■ **Exercise prompt**: Nothing may be dropped or altered: reproduce all the data.

■ **Supplied information**:

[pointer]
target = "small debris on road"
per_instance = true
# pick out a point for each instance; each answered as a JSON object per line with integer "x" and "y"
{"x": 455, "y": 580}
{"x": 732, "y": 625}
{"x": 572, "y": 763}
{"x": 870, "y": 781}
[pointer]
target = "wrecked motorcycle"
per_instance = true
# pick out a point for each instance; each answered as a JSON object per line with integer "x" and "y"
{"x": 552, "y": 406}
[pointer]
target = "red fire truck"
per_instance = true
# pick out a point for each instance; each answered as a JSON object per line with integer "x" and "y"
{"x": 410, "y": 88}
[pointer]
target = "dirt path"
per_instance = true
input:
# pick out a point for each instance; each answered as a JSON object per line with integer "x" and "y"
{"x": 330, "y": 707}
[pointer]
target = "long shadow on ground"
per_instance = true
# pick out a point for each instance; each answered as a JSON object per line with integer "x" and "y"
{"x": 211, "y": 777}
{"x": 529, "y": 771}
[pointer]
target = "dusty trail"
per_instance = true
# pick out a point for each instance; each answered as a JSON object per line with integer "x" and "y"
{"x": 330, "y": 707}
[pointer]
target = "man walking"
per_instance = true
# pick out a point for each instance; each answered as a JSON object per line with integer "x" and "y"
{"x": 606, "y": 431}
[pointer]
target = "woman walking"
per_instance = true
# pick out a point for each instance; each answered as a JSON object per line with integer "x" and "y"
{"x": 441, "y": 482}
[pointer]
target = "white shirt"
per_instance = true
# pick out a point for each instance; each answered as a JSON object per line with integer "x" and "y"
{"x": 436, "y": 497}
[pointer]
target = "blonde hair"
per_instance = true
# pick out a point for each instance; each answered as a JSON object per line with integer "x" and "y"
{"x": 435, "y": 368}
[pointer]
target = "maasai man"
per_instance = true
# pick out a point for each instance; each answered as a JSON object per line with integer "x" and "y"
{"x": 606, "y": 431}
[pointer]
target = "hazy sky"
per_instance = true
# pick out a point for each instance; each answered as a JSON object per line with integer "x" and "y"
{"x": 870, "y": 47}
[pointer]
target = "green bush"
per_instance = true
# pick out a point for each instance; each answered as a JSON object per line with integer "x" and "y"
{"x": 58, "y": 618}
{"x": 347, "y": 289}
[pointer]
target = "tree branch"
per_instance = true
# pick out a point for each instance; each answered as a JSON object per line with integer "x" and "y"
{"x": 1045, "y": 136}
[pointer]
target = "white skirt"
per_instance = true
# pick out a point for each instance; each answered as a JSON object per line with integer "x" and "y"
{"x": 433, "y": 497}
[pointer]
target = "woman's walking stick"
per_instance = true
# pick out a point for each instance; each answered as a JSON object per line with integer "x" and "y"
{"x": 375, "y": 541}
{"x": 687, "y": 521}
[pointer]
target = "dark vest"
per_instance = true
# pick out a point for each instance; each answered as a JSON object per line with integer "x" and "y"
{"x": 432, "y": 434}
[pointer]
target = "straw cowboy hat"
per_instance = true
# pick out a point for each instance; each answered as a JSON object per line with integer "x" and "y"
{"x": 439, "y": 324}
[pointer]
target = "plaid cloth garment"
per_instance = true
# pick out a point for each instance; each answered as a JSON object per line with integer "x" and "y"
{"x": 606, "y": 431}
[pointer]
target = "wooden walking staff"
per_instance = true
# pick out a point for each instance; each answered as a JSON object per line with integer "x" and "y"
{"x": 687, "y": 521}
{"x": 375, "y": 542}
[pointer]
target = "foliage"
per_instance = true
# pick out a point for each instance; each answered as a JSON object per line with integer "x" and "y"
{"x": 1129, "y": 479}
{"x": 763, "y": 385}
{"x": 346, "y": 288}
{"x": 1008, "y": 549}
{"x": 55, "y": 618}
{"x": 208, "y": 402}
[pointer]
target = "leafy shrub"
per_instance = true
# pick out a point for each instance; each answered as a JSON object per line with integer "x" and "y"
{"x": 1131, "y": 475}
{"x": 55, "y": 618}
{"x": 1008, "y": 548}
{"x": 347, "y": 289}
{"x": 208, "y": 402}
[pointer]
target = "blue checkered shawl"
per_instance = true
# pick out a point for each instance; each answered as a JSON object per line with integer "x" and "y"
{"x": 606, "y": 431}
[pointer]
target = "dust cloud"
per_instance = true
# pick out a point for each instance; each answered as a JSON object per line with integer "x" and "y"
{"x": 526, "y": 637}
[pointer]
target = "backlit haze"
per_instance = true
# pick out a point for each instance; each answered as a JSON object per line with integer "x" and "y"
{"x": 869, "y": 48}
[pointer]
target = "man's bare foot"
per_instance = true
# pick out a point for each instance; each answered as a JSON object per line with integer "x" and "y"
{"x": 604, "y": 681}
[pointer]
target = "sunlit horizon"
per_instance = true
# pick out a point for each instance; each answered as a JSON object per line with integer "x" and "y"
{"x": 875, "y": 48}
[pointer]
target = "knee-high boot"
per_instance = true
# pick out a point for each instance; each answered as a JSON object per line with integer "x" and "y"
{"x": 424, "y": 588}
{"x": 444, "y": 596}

■ **Solved exercise**:
[pointer]
target = "small debris on road"
per_instance = true
# pick out a point for each instance; each answered as a JSON object per line with integer "x" and "y"
{"x": 455, "y": 580}
{"x": 732, "y": 625}
{"x": 572, "y": 763}
{"x": 870, "y": 781}
[pointer]
target = "wrecked motorcycle"
per_instance = true
# pick out a point for each instance; each answered as a JSON object per line with integer "x" and "y"
{"x": 552, "y": 406}
[pointer]
target = "red fire truck"
per_instance = true
# pick out a point for each instance; each answered as a JSON object per line with integer "x" and "y"
{"x": 410, "y": 88}
[pointer]
target = "dirt path"
per_instance = true
input:
# pick out a point for each instance; each answered as a JSON object per line with integer "x" and "y"
{"x": 330, "y": 707}
[pointer]
target = "long shadow on ground"
per_instance = true
# pick out a point for each instance; each answered as a JSON object per line with integer "x" and "y"
{"x": 211, "y": 777}
{"x": 529, "y": 771}
[pointer]
target = "dusty trail"
per_instance = true
# pick out a point for each instance; each answered as a JSON object per line with integer "x" and "y"
{"x": 330, "y": 707}
[pointer]
target = "man walking"
per_instance = true
# pick out a point for each instance; each answered as a JSON object per line with integer "x" and "y"
{"x": 606, "y": 431}
[pointer]
target = "woman walking"
per_instance = true
# pick out a point for each instance; each answered as a JSON object per line with integer "x" and "y"
{"x": 441, "y": 482}
[pointer]
target = "white shirt"
per_instance = true
# pick out a point for each instance; each answered as a JSON object per line with integer "x" and "y"
{"x": 436, "y": 497}
[pointer]
target = "blonde hair"
per_instance = true
# pick out a point for each instance; each answered as a JSON object per line with integer "x" and "y"
{"x": 435, "y": 368}
[pointer]
target = "maasai man"
per_instance = true
# pick out a point for each instance; each answered as a JSON object per line with integer "x" and "y"
{"x": 606, "y": 431}
[pointer]
target = "hazy sky"
per_instance = true
# pick out a point for each instance; each answered as a JSON object per line with integer "x" and "y"
{"x": 870, "y": 47}
[pointer]
target = "green bush"
per_instance = true
# pick out a point for each instance; each answered as a JSON object per line with integer "x" and "y"
{"x": 58, "y": 618}
{"x": 347, "y": 289}
[pointer]
target = "tree branch"
per_instance = true
# pick out a point for each instance; each answered as a JSON object per line with integer "x" and "y"
{"x": 1045, "y": 136}
[pointer]
target = "white skirt"
per_instance = true
# pick out a point for each instance; each answered as a JSON object per line with integer "x" and "y"
{"x": 433, "y": 497}
[pointer]
target = "woman's walking stick"
per_instance = true
# pick out a point for each instance; each answered as a JSON object per line with integer "x" and "y"
{"x": 375, "y": 541}
{"x": 687, "y": 521}
[pointer]
target = "dark vest"
per_instance = true
# pick out a point for each instance; each answered as a JSON object per line with integer "x" and "y"
{"x": 432, "y": 434}
[pointer]
target = "straw cowboy hat"
per_instance = true
# pick out a point for each instance; each answered as a JSON object per line with integer "x" and "y"
{"x": 439, "y": 324}
[pointer]
target = "plaid cloth garment"
per_instance = true
# pick out a point for each instance; each answered as a JSON object per line with integer "x" and "y"
{"x": 606, "y": 431}
[pointer]
target = "wooden walking staff"
per_instance = true
# pick out a point for each instance; each answered as a JSON object per line with integer "x" and "y"
{"x": 687, "y": 521}
{"x": 375, "y": 542}
[pointer]
target = "foliage"
per_instance = true
# pick out a point for each instance; each answered as a JSON object per line with integer "x" and "y"
{"x": 1129, "y": 479}
{"x": 763, "y": 385}
{"x": 346, "y": 288}
{"x": 1008, "y": 549}
{"x": 55, "y": 618}
{"x": 208, "y": 402}
[pointer]
target = "leafy shrub"
per_instance = true
# pick out a point for each instance; each answered as a JSON object per line with integer "x" and "y"
{"x": 1131, "y": 475}
{"x": 55, "y": 618}
{"x": 1008, "y": 548}
{"x": 347, "y": 289}
{"x": 208, "y": 402}
[pointer]
target = "blue checkered shawl"
per_instance = true
# pick out a point for each instance; each answered as a JSON object per line with integer "x" and "y"
{"x": 606, "y": 431}
[pointer]
target = "dust cloud"
per_instance = true
# pick out a point for each instance; each answered as a JSON object per line with integer "x" and "y"
{"x": 526, "y": 637}
[pointer]
target = "backlit haze"
per_instance = true
# pick out a point for each instance; each answered as a JSON object per line with integer "x" and "y"
{"x": 869, "y": 48}
[pointer]
target = "man's bare foot"
per_instance = true
# pick out a point for each instance; each answered as a JSON object per line with integer "x" and "y"
{"x": 604, "y": 681}
[pointer]
target = "sunlit horizon"
per_instance = true
# pick out a point for each instance; each answered as a JSON object per line with integer "x" and "y"
{"x": 875, "y": 48}
[pointer]
target = "knee-high boot"
per_instance = true
# pick out a point for each instance; each answered as a JSON object per line with integer "x" and "y"
{"x": 424, "y": 588}
{"x": 444, "y": 596}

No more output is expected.